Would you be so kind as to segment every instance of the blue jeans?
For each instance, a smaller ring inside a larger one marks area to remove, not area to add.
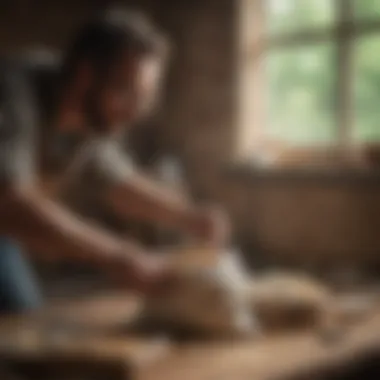
[[[0,238],[0,314],[22,313],[41,305],[34,273],[21,248]]]

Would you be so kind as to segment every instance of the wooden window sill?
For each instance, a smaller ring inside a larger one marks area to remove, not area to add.
[[[225,168],[229,178],[240,178],[250,182],[328,182],[380,186],[380,168],[338,167],[263,167],[252,164],[231,163]]]

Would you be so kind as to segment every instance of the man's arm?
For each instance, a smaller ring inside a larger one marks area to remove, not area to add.
[[[114,183],[106,189],[104,197],[121,217],[174,228],[201,244],[224,246],[229,243],[229,221],[221,209],[198,207],[141,174],[135,173]]]
[[[90,226],[34,189],[15,189],[2,197],[0,234],[31,251],[50,256],[103,262],[137,247]]]
[[[198,207],[182,194],[137,173],[117,145],[102,146],[92,170],[105,185],[103,199],[119,216],[173,227],[202,242],[224,243],[229,237],[223,213]]]
[[[30,252],[95,264],[123,285],[142,292],[157,290],[168,269],[131,241],[79,220],[37,191],[0,195],[0,234],[17,239]]]
[[[114,183],[104,193],[108,204],[121,216],[196,233],[200,210],[181,194],[133,173]]]

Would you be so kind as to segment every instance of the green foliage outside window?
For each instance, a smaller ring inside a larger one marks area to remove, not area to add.
[[[380,141],[380,0],[352,1],[358,25],[379,22],[378,29],[349,39],[354,141]],[[337,0],[266,0],[270,38],[338,25]],[[267,50],[269,125],[267,134],[290,143],[335,143],[337,132],[338,41],[275,46]]]

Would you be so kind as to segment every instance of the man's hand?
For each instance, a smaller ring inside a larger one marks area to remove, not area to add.
[[[122,286],[145,295],[159,295],[174,281],[168,260],[159,254],[120,257],[111,266],[111,276]]]
[[[211,246],[224,246],[229,243],[231,226],[227,215],[217,207],[199,209],[190,223],[191,232]]]

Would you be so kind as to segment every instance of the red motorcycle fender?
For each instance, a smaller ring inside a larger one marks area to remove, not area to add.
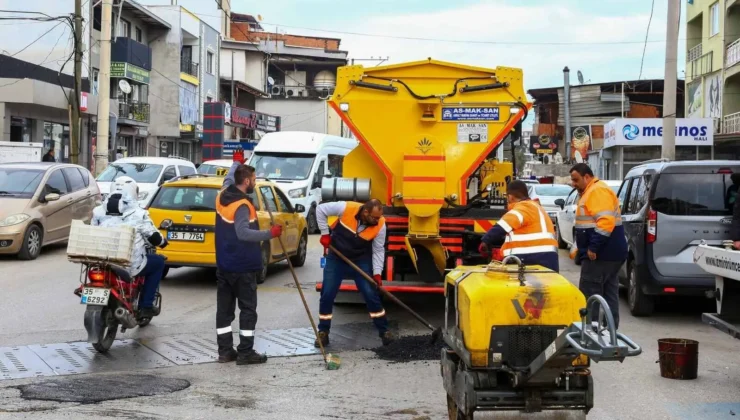
[[[88,306],[85,310],[85,329],[87,330],[87,342],[97,343],[105,331],[105,318],[103,311],[105,306]]]

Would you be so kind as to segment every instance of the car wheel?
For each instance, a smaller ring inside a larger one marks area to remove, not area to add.
[[[18,253],[21,260],[35,260],[41,254],[41,244],[43,244],[44,233],[38,225],[31,225],[26,230],[26,236],[23,237],[23,245]]]
[[[308,253],[308,232],[304,230],[303,234],[301,235],[301,240],[298,243],[298,249],[296,250],[296,254],[290,257],[290,263],[293,264],[293,267],[303,267],[303,264],[306,263],[307,253]]]
[[[165,277],[167,277],[167,274],[168,274],[169,272],[170,272],[170,267],[169,267],[169,266],[166,266],[166,265],[165,265],[165,266],[164,266],[164,271],[162,271],[162,278],[165,278]]]
[[[306,223],[308,223],[308,233],[318,233],[319,222],[316,220],[316,207],[313,207],[308,211]]]
[[[558,248],[568,249],[568,244],[563,241],[563,235],[560,234],[560,225],[555,224],[555,239],[558,240]]]
[[[629,281],[627,304],[630,308],[630,313],[634,316],[650,316],[653,313],[655,302],[652,296],[648,296],[642,292],[635,264],[629,264],[627,275]]]
[[[267,279],[267,266],[270,264],[270,245],[262,247],[262,271],[257,276],[257,284],[262,284]]]

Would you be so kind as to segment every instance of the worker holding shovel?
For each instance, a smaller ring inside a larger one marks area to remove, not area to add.
[[[327,223],[330,216],[339,218],[332,225],[331,234]],[[393,342],[393,335],[388,331],[388,319],[377,290],[365,281],[362,274],[356,272],[334,251],[329,250],[331,245],[367,275],[372,276],[380,286],[382,283],[380,273],[383,271],[385,261],[386,237],[382,203],[378,200],[370,200],[365,204],[352,201],[320,204],[316,208],[316,221],[321,231],[321,245],[324,246],[326,256],[319,303],[319,336],[316,339],[316,347],[319,347],[319,340],[321,340],[321,345],[329,345],[334,299],[345,278],[354,279],[357,290],[365,299],[370,318],[378,329],[383,345],[387,346]]]

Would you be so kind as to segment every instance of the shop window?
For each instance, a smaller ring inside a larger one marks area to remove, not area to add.
[[[177,172],[175,171],[174,166],[168,166],[167,169],[164,170],[164,174],[162,175],[162,182],[169,181],[177,176]]]
[[[146,150],[146,139],[134,139],[134,156],[148,156]]]
[[[627,202],[627,211],[624,214],[635,214],[640,209],[638,208],[640,200],[638,197],[640,191],[641,178],[634,178],[632,180],[632,188],[630,189],[630,198]]]
[[[64,176],[67,178],[67,182],[69,182],[70,192],[76,192],[85,189],[85,180],[82,179],[82,175],[80,174],[80,171],[77,170],[77,168],[64,168],[62,169],[62,172],[64,172]]]
[[[206,56],[206,71],[213,74],[213,53],[208,51]]]
[[[260,192],[262,193],[262,200],[265,202],[265,205],[268,209],[272,212],[277,212],[277,202],[275,201],[275,194],[272,192],[272,187],[260,187]]]
[[[93,86],[92,86],[92,93],[93,95],[98,95],[98,80],[100,80],[100,70],[93,69]]]
[[[342,166],[344,165],[344,156],[329,155],[329,173],[333,177],[342,176]]]
[[[627,199],[627,192],[630,189],[630,180],[625,179],[624,182],[622,182],[622,186],[619,188],[619,208],[622,210],[622,214],[626,214],[627,208],[625,207],[625,201]]]
[[[276,189],[275,192],[277,193],[278,200],[280,200],[280,207],[284,213],[293,213],[293,205],[290,204],[290,200],[288,200],[288,197],[283,194],[282,191],[279,189]]]
[[[136,42],[144,42],[144,34],[141,32],[141,28],[136,27]]]
[[[57,169],[54,172],[49,175],[49,179],[46,180],[46,185],[44,186],[44,195],[46,194],[59,194],[59,195],[65,195],[69,193],[69,190],[67,189],[67,181],[64,180],[64,175],[62,175],[62,170]]]
[[[121,19],[121,23],[118,25],[118,36],[131,38],[131,22],[126,19]]]
[[[181,142],[178,146],[178,157],[181,157],[183,159],[191,160],[190,159],[190,143],[187,142]]]
[[[190,166],[178,166],[177,169],[180,171],[180,176],[193,175],[195,173],[195,169]]]
[[[719,33],[719,2],[709,6],[709,36]]]

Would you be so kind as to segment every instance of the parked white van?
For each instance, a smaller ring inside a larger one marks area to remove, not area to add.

-.-.-

**WHAT THE TASK ASKS:**
From the first line to the last, copy the records above exactly and drop any pictures.

**EXPECTED ANSWER:**
Would you be so kind as to segment every instance of the blue jeans?
For each instance, a smaller ring inside a larger one marks area to remove, not area to add.
[[[0,238],[0,314],[22,313],[41,305],[34,273],[21,248]]]

Would you be so kind as to segment every instance of the wooden window sill?
For each instance, a smaller ring inside a larger one marks area to remove, not area to add.
[[[225,168],[229,178],[240,178],[250,182],[328,182],[380,186],[380,168],[338,167],[263,167],[252,164],[231,163]]]

Would you be so kind as to segment every instance of the man's arm?
For each instance, a smaller ring inside a larger one marks area to remove, not area to add.
[[[114,183],[106,189],[104,197],[121,217],[174,228],[201,244],[224,246],[229,243],[229,221],[221,209],[198,207],[141,174],[135,173]]]
[[[90,226],[34,189],[15,189],[2,197],[0,234],[31,251],[50,256],[103,262],[137,247]]]
[[[198,207],[182,194],[137,173],[117,145],[102,146],[92,170],[105,185],[103,199],[119,216],[173,227],[202,242],[224,243],[229,237],[223,213]]]
[[[30,252],[95,264],[123,285],[142,292],[157,290],[168,269],[131,241],[79,220],[37,191],[0,195],[0,234],[17,239]]]
[[[114,183],[104,193],[108,204],[121,216],[196,233],[200,210],[181,194],[133,173]]]

Would you be so kind as to segment every instance of the green foliage outside window?
For each instance, a smaller ring inside a larger one marks area to remove, not area to add.
[[[380,141],[380,0],[352,1],[358,25],[379,22],[378,29],[349,39],[354,141]],[[337,0],[266,0],[270,38],[338,25]],[[267,50],[269,125],[267,134],[290,143],[335,143],[337,132],[338,41],[275,46]]]

Would you be so kind as to segment every instance of the man's hand?
For each instance, a smaller ring inside a larger one marks area to remove, not area to add.
[[[122,286],[145,295],[159,295],[174,281],[168,260],[159,254],[120,257],[111,266],[111,276]]]
[[[211,246],[224,246],[229,243],[231,226],[227,215],[217,207],[199,209],[190,223],[191,232]]]

Would you be so kind as to segment every instance of the red motorcycle fender?
For each instance, a smaller ring inside a larger one marks area to remove, not area to add.
[[[88,306],[85,310],[85,329],[87,330],[87,342],[97,343],[105,331],[105,318],[103,311],[105,306]]]

Would you be so kind as to segment every instance of the car wheel?
For each instance, a smaller ring inside a larger one marks area to remove, not area to add.
[[[18,253],[21,260],[35,260],[41,254],[41,244],[43,244],[44,233],[38,225],[31,225],[26,230],[26,236],[23,237],[23,245]]]
[[[308,253],[308,232],[304,230],[303,234],[301,235],[301,240],[298,243],[298,249],[296,250],[296,254],[290,257],[290,263],[293,264],[293,267],[303,267],[303,264],[306,263],[307,253]]]
[[[165,277],[167,277],[167,274],[168,274],[169,272],[170,272],[170,267],[169,267],[169,266],[166,266],[166,265],[165,265],[165,266],[164,266],[164,271],[162,271],[162,278],[165,278]]]
[[[306,223],[308,223],[308,233],[318,233],[319,222],[316,220],[316,207],[313,207],[308,211]]]
[[[558,248],[568,249],[568,244],[563,241],[563,235],[560,234],[560,225],[555,224],[555,239],[558,240]]]
[[[629,281],[627,304],[630,308],[630,313],[634,316],[650,316],[653,313],[655,302],[652,296],[648,296],[642,292],[635,264],[629,264],[627,275]]]
[[[267,279],[267,266],[270,264],[270,245],[262,247],[262,271],[257,276],[257,284],[262,284]]]

Would you be so kind as to segment every instance of the worker holding shovel?
For each instance, a smaller ring inside a larger one marks area to remove, not area to add.
[[[327,223],[330,216],[339,218],[332,225],[331,234]],[[393,342],[393,335],[388,331],[388,319],[377,290],[365,281],[362,274],[356,272],[334,251],[329,250],[331,245],[367,275],[372,276],[380,286],[382,283],[380,273],[383,271],[385,261],[386,237],[382,203],[378,200],[370,200],[365,204],[352,201],[320,204],[316,208],[316,221],[321,231],[321,245],[324,246],[326,256],[319,303],[319,336],[316,339],[316,347],[319,347],[319,340],[321,340],[321,345],[329,345],[334,299],[345,278],[354,279],[357,290],[365,299],[370,318],[378,329],[383,345],[387,346]]]

Would you be so kind as to segment every instance of the shop window?
For each instance, a smaller ring inside a larger one marks area to remove, not area to add.
[[[177,172],[175,171],[174,166],[168,166],[167,169],[164,170],[164,174],[162,175],[162,182],[169,181],[177,176]]]
[[[146,150],[146,139],[134,139],[134,156],[148,156]]]
[[[627,202],[627,211],[624,214],[635,214],[640,209],[638,208],[640,200],[638,197],[640,191],[641,178],[634,178],[632,180],[632,188],[630,189],[630,198]]]
[[[64,176],[67,178],[67,182],[69,182],[70,192],[76,192],[85,189],[85,180],[82,179],[82,175],[80,174],[80,171],[77,170],[77,168],[64,168],[62,169],[62,172],[64,172]]]
[[[206,56],[206,71],[213,74],[213,53],[208,51]]]
[[[260,192],[262,193],[262,200],[265,202],[265,205],[268,209],[272,212],[277,212],[277,202],[275,201],[275,194],[272,192],[272,187],[260,187]]]
[[[93,86],[92,86],[92,93],[93,95],[98,95],[98,80],[100,80],[100,70],[93,69]]]
[[[342,166],[344,165],[344,156],[329,155],[329,173],[333,177],[342,176]]]
[[[627,199],[627,192],[630,189],[630,180],[625,179],[624,182],[622,182],[622,186],[619,188],[619,208],[622,210],[622,214],[626,214],[627,208],[625,207],[625,201]]]
[[[276,189],[275,192],[277,193],[278,200],[280,200],[280,207],[284,213],[293,213],[293,205],[290,204],[290,200],[288,200],[288,197],[283,194],[282,191],[279,189]]]
[[[136,42],[144,42],[144,34],[141,32],[141,28],[136,27]]]
[[[57,169],[54,172],[49,175],[49,179],[46,180],[46,185],[44,186],[44,195],[46,194],[59,194],[59,195],[65,195],[69,193],[69,190],[67,189],[67,181],[64,180],[64,175],[62,175],[62,170]]]
[[[121,19],[121,23],[118,25],[118,36],[131,38],[131,22],[126,19]]]
[[[181,142],[178,146],[178,157],[181,157],[183,159],[191,160],[190,159],[190,143],[187,142]]]
[[[190,166],[178,166],[177,169],[180,171],[180,176],[193,175],[195,173],[195,169]]]
[[[719,33],[719,2],[709,6],[709,36]]]

Would you be so kind as to segment every instance of the parked white van?
For each instance, a smaller ring inside a larger one marks area to remove, not area to add.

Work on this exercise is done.